Aim of the exercise:
Return the full set of entries exactly. Omit none.

Dataset entries:

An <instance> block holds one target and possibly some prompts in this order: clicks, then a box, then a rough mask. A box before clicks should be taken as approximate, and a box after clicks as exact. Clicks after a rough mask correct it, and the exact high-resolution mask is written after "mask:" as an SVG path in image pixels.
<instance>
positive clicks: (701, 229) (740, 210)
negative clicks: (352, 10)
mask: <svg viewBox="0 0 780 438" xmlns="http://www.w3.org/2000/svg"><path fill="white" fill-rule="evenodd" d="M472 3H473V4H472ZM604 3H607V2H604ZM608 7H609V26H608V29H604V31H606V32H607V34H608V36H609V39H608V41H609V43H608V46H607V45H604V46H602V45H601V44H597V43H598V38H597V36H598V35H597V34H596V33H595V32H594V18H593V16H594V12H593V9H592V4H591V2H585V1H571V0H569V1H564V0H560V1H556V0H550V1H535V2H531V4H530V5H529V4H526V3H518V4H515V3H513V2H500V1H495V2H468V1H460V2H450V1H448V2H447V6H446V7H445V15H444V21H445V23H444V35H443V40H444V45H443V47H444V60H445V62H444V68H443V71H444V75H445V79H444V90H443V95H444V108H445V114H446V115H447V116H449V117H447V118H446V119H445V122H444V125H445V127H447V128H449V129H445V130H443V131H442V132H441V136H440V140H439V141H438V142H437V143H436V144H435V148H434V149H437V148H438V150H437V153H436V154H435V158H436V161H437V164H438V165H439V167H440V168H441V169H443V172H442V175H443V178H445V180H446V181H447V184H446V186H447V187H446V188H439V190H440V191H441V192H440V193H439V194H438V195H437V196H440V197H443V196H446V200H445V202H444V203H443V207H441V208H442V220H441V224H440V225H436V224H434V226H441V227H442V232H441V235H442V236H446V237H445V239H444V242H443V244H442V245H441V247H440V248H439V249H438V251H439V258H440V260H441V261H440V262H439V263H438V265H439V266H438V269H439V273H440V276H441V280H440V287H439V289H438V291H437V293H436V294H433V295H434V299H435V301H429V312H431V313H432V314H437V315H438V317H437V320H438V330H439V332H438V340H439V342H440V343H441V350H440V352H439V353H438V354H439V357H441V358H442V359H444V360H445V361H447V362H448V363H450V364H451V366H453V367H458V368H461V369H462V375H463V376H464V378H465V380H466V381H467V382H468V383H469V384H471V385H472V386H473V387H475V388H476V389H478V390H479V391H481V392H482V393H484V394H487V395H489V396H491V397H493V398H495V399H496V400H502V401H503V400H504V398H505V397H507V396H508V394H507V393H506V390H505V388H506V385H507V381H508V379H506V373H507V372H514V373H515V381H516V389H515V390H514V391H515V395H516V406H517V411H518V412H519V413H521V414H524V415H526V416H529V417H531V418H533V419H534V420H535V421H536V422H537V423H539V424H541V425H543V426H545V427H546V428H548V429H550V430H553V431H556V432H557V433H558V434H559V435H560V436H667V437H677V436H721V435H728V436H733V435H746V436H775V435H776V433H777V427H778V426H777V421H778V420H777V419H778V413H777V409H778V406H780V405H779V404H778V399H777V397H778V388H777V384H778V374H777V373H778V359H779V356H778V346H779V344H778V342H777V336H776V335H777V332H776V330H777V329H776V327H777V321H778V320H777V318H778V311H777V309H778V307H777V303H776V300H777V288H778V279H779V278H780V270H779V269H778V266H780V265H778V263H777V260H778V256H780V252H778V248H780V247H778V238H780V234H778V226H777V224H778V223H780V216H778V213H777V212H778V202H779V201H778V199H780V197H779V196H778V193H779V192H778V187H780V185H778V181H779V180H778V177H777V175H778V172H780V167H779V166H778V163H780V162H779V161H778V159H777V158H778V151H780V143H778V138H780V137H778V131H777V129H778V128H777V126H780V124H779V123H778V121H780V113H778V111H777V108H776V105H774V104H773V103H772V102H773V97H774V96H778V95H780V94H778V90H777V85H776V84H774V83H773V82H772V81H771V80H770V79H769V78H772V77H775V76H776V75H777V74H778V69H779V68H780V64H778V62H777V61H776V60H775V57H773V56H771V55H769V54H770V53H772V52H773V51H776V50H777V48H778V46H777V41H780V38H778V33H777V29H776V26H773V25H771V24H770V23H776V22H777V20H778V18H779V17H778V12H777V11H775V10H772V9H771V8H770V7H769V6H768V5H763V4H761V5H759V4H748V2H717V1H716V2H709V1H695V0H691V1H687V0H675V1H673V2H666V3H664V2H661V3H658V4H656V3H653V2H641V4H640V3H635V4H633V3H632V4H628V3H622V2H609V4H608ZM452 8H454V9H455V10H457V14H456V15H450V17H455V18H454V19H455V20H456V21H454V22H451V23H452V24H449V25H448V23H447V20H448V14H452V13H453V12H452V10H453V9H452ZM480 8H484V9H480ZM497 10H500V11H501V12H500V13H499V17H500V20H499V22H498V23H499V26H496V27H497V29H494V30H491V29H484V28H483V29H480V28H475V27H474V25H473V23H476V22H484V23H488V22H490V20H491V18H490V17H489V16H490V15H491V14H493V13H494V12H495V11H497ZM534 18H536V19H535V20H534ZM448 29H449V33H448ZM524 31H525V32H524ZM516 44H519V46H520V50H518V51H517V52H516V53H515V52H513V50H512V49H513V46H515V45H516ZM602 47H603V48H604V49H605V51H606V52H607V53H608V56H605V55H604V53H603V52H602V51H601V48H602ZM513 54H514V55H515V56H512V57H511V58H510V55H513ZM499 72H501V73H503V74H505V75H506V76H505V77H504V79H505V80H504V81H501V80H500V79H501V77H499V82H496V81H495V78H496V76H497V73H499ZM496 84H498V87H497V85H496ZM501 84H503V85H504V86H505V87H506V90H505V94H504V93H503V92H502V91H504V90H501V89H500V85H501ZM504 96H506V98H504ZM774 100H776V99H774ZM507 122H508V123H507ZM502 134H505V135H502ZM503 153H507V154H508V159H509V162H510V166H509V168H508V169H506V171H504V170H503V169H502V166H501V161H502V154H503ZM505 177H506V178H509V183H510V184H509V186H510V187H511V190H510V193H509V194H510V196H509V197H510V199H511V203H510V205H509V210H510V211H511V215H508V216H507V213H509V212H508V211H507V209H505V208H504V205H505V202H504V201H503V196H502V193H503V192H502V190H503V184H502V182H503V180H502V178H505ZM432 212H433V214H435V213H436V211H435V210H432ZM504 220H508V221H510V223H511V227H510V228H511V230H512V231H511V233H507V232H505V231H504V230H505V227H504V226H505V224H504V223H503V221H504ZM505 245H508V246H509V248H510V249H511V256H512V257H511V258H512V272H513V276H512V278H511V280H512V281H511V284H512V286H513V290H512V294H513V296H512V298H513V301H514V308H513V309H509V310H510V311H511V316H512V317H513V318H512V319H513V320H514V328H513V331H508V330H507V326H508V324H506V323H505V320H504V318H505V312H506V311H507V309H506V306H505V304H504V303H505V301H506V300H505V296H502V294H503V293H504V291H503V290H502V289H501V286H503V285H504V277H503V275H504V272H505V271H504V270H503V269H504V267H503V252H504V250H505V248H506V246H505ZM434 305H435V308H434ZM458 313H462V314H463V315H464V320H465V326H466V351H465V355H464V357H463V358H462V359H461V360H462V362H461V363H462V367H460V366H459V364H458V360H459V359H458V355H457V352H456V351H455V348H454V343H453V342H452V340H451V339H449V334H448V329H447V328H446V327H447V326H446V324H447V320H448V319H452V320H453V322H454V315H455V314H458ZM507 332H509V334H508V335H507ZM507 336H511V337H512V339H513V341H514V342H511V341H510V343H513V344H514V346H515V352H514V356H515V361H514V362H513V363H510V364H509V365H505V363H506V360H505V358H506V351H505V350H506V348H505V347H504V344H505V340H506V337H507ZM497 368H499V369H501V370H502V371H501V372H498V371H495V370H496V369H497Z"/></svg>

Response box:
An <instance> block holds one target and possibly some prompts in this order: clicks, then a box, then a rough mask. A box before clicks should be taken as approximate, and a box after clicks as exact. Clicks after a rough mask correct it, and the exact high-resolution mask is written after "mask:" as an SVG path in image pixels.
<instance>
positive clicks: (701, 229) (740, 210)
negative clicks: (352, 10)
mask: <svg viewBox="0 0 780 438" xmlns="http://www.w3.org/2000/svg"><path fill="white" fill-rule="evenodd" d="M472 3H473V4H472ZM604 3H607V2H604ZM608 7H609V26H608V29H604V31H606V32H607V34H608V36H609V39H608V41H609V43H608V46H607V45H604V46H602V45H601V44H597V43H598V38H597V36H598V35H597V34H596V33H595V32H594V18H593V16H594V12H593V9H592V4H591V2H585V1H571V0H569V1H564V0H560V1H556V0H550V1H535V2H531V4H530V5H529V4H526V3H518V4H515V3H513V2H500V1H495V2H468V1H460V2H450V1H448V2H447V6H446V7H445V15H444V21H445V23H444V35H443V40H444V45H443V47H444V60H445V62H444V68H443V71H444V75H445V79H444V90H443V95H444V108H445V114H446V115H447V116H449V117H447V118H446V119H445V122H444V125H445V127H447V128H449V129H445V130H443V131H442V132H441V136H440V140H439V141H438V142H437V143H436V144H435V148H434V149H437V148H438V150H437V153H436V154H435V158H436V161H437V164H438V165H439V167H440V168H441V169H443V172H442V175H443V178H445V180H446V181H447V184H446V186H447V187H446V188H439V190H440V191H441V192H440V193H439V194H438V195H437V196H440V197H443V196H446V200H445V202H444V203H443V207H441V208H442V220H441V224H440V225H436V224H434V226H441V227H442V232H441V235H442V236H446V237H445V239H444V242H443V244H442V245H441V247H440V248H439V249H438V251H439V258H440V260H441V261H440V262H439V263H438V265H439V266H438V269H439V273H440V276H441V280H440V287H439V289H438V291H437V293H436V294H433V295H434V299H435V301H429V312H431V313H432V314H437V315H438V317H437V320H438V330H439V332H438V340H439V342H440V343H441V350H440V352H439V353H438V354H439V357H441V358H442V359H444V360H445V361H447V362H448V363H450V364H451V366H453V367H458V368H461V369H462V375H463V376H464V378H465V380H466V381H467V382H468V383H469V384H471V385H472V386H473V387H475V388H476V389H478V390H479V391H481V392H482V393H484V394H487V395H489V396H491V397H493V398H495V399H496V400H502V401H503V400H504V398H505V397H507V396H508V394H507V393H506V390H505V388H506V385H507V381H508V379H506V373H507V372H514V373H515V381H516V389H515V390H514V391H515V395H516V406H517V411H518V412H519V413H521V414H524V415H526V416H529V417H531V418H533V419H534V420H535V421H536V422H537V423H539V424H541V425H543V426H545V427H546V428H548V429H550V430H553V431H556V432H557V433H558V434H559V435H560V436H667V437H677V436H721V435H728V436H733V435H746V436H775V435H776V433H777V427H778V426H777V421H778V420H777V419H778V413H777V409H778V406H780V405H779V404H778V399H777V397H778V388H777V384H778V374H777V373H778V359H779V356H778V346H779V344H778V342H777V336H776V335H777V332H776V330H777V329H776V327H777V321H778V320H777V318H778V311H777V309H778V307H777V303H776V300H777V288H778V279H779V278H780V270H779V269H778V266H780V265H778V263H777V260H778V256H780V252H778V248H780V247H778V238H780V234H778V226H777V224H778V223H780V216H778V213H777V212H778V202H779V201H778V199H780V197H779V196H778V193H779V192H778V187H780V185H778V181H779V180H778V177H777V175H778V172H780V167H779V166H778V163H780V162H779V161H778V159H777V158H778V151H780V143H778V138H780V137H778V131H777V129H778V128H777V126H780V124H779V123H778V121H780V113H778V111H777V108H776V105H774V104H773V103H772V102H773V97H774V96H778V95H780V94H778V90H777V85H776V84H774V83H773V82H772V81H771V80H770V79H769V78H772V77H775V76H776V75H777V74H778V69H779V68H780V64H778V62H777V61H776V60H775V57H773V56H771V55H769V54H770V53H772V52H773V51H776V50H777V48H778V46H777V41H780V38H778V33H777V29H776V26H773V25H771V24H770V23H776V22H777V20H778V18H779V17H778V12H777V11H775V10H772V9H771V8H770V7H769V6H768V5H763V4H761V5H759V4H748V2H717V1H716V2H709V1H695V0H691V1H687V0H675V1H673V2H666V3H664V2H661V3H658V4H656V3H653V2H641V4H640V3H635V4H633V3H632V4H628V3H622V2H609V4H608ZM452 8H454V9H455V10H457V14H456V15H450V17H455V18H454V19H455V20H456V21H454V22H451V23H452V24H449V25H448V23H447V20H448V14H452V13H453V12H452V10H453V9H452ZM480 8H484V9H480ZM497 10H500V11H501V12H500V13H499V17H500V20H499V22H498V23H499V26H496V27H497V29H494V30H491V29H484V28H483V29H480V28H475V27H474V25H473V23H476V22H484V23H488V22H490V20H491V18H490V17H489V16H490V15H491V14H493V13H494V12H495V11H497ZM534 18H536V19H535V20H534ZM448 29H449V33H448ZM524 31H525V32H524ZM516 44H519V46H520V50H518V51H517V52H516V53H515V52H513V50H512V49H513V46H515V45H516ZM602 47H603V48H604V49H605V51H606V52H607V53H608V56H605V55H604V53H603V52H602V51H601V48H602ZM513 54H514V55H515V56H512V57H511V58H510V55H513ZM499 72H501V73H503V74H505V75H506V76H505V77H504V79H505V80H504V81H501V80H500V79H501V77H499V82H496V81H495V78H496V76H497V73H499ZM496 84H498V87H497V85H496ZM501 84H503V85H504V86H505V87H506V90H505V94H504V93H503V92H502V91H504V90H501V89H500V85H501ZM504 96H506V98H504ZM774 100H776V99H774ZM507 122H508V123H507ZM502 134H505V135H502ZM503 153H507V154H508V159H509V162H510V166H509V168H508V169H506V171H504V170H503V169H502V166H501V161H502V154H503ZM505 177H506V178H509V183H510V184H509V186H510V187H511V190H510V193H509V194H510V196H509V197H510V199H511V203H510V205H509V210H510V211H511V215H508V216H507V213H509V212H508V211H507V209H505V208H504V205H505V202H504V201H503V196H502V193H503V192H502V190H503V184H502V182H503V180H502V178H505ZM432 212H433V214H435V213H436V211H435V210H432ZM504 220H508V221H510V223H511V227H510V228H511V230H512V231H511V233H507V232H505V231H504V230H505V227H504V226H505V224H504V223H503V221H504ZM505 245H508V246H509V248H510V249H511V256H512V257H511V258H512V272H513V276H512V278H511V280H512V281H511V284H512V286H513V290H512V294H513V296H512V298H513V301H514V308H513V309H509V310H510V311H511V316H512V317H513V318H512V319H513V320H514V328H513V331H508V330H507V326H508V324H506V323H505V320H504V318H505V312H506V311H507V309H506V306H505V304H504V303H505V301H506V300H505V296H502V294H503V293H504V291H503V290H502V289H501V286H503V285H504V277H503V275H504V272H505V271H504V270H503V269H504V267H503V252H504V250H505V248H506V246H505ZM434 305H435V308H434ZM458 313H462V314H463V315H464V320H465V326H466V351H465V355H464V357H463V358H462V359H461V360H462V362H461V363H462V367H460V366H459V364H458V360H459V359H458V355H457V352H456V351H455V348H454V343H453V342H452V340H451V339H449V334H448V329H447V328H446V327H447V326H446V324H447V320H448V319H452V320H453V322H454V315H455V314H458ZM507 332H509V334H508V335H507ZM507 336H511V337H512V339H513V341H514V342H511V341H510V343H513V344H514V346H515V352H514V356H515V361H514V362H513V363H510V364H509V365H505V363H506V360H505V358H506V351H505V350H506V348H505V347H504V344H505V340H506V337H507ZM497 368H499V369H501V370H502V371H501V372H498V371H495V370H496V369H497Z"/></svg>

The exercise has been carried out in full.